◆ Instructions for the task
Extract every line below that contains the word "pointer".

___ Supplied data

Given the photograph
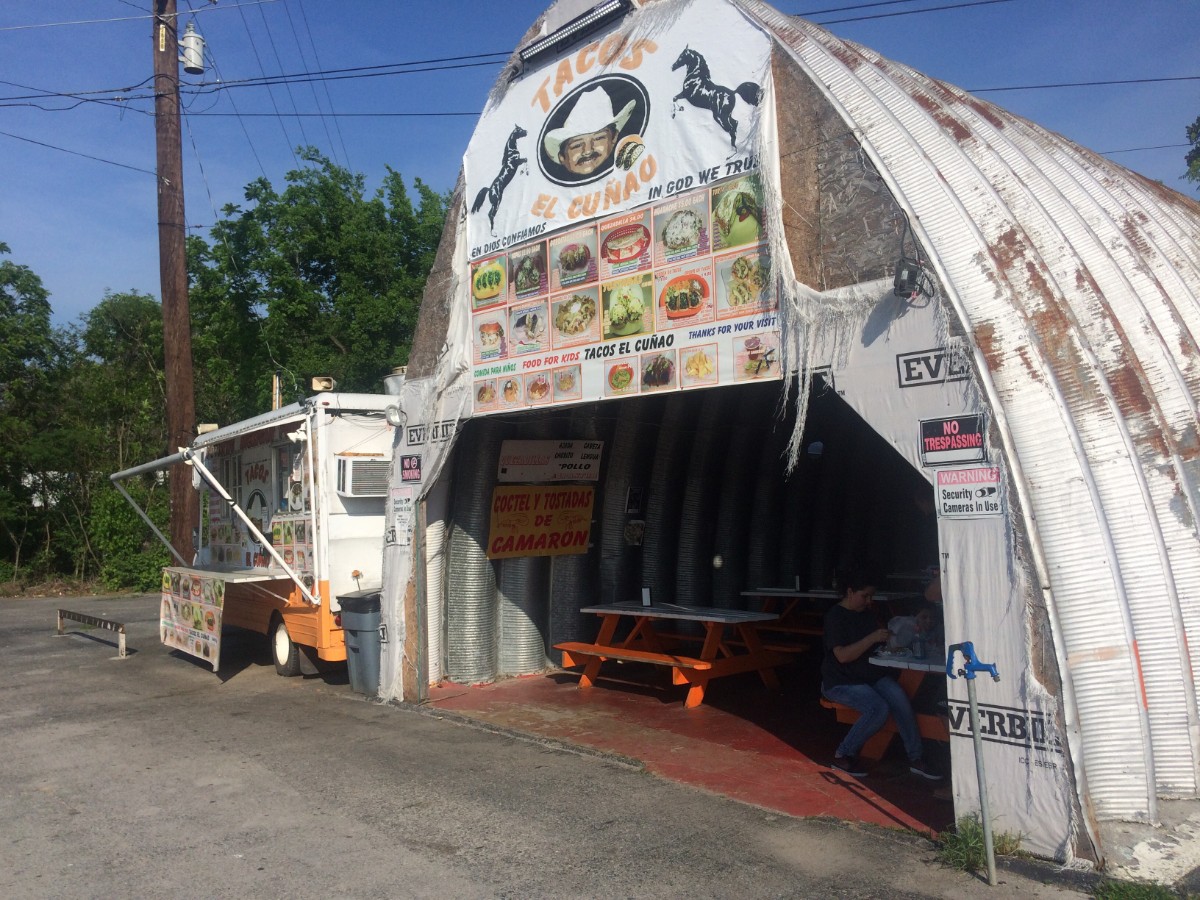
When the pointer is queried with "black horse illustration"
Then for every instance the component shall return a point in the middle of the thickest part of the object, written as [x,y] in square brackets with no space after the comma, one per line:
[700,91]
[509,166]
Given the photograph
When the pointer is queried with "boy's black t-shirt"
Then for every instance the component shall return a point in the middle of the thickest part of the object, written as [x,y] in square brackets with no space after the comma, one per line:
[841,629]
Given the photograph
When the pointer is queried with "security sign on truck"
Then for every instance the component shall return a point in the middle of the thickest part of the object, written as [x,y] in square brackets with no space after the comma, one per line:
[969,493]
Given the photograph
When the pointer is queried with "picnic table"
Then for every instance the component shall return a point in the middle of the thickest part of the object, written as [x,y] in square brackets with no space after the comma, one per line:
[910,673]
[647,642]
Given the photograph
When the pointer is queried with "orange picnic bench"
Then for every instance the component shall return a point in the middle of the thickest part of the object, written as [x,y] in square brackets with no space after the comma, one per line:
[718,657]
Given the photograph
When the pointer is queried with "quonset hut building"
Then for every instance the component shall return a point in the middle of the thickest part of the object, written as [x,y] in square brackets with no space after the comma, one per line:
[791,287]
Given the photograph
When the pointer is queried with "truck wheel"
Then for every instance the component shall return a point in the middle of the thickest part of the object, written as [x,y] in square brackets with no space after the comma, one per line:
[285,653]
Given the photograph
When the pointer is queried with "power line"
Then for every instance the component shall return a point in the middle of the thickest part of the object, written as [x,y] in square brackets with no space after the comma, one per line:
[127,18]
[324,121]
[264,79]
[269,93]
[856,6]
[342,115]
[1139,149]
[279,63]
[1084,84]
[76,153]
[913,12]
[329,99]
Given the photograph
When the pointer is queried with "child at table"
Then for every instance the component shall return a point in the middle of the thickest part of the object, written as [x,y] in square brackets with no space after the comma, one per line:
[847,677]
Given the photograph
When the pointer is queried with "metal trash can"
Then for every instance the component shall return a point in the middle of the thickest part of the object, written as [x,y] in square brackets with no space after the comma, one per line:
[360,622]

______

◆ Answer to the exercise
When the pointer is queried with "black horse illustration"
When the pointer is queried with "boy's black t-shirt"
When the pointer is queried with "security sign on truck"
When the pointer is queried with "picnic table"
When the pointer is queried with "orange picnic bench"
When the pointer is queried with "quonset hut building"
When the pointer is queried with "truck wheel"
When the pointer is queried with "power line"
When the pointer is queried with "child at table"
When the pointer is queried with "metal trash can"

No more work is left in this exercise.